## Problem details
Omit the images, then output each of the records below exactly.

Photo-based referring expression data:
* * *

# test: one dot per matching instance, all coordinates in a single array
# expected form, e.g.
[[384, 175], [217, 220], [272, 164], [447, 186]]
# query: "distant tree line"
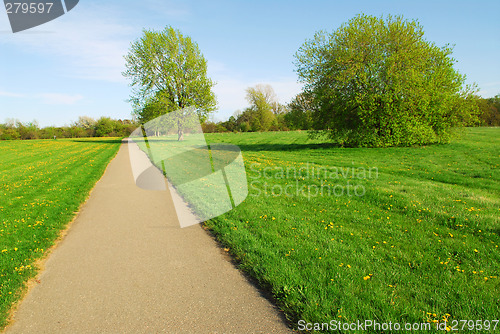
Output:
[[85, 127], [265, 113]]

* * *

## Solution to the problem
# test: one dot per matching instance, all coordinates in a single array
# expected form, e.g.
[[384, 175], [217, 220], [272, 164], [447, 186]]
# query: "distant tree line"
Output:
[[85, 127], [265, 113]]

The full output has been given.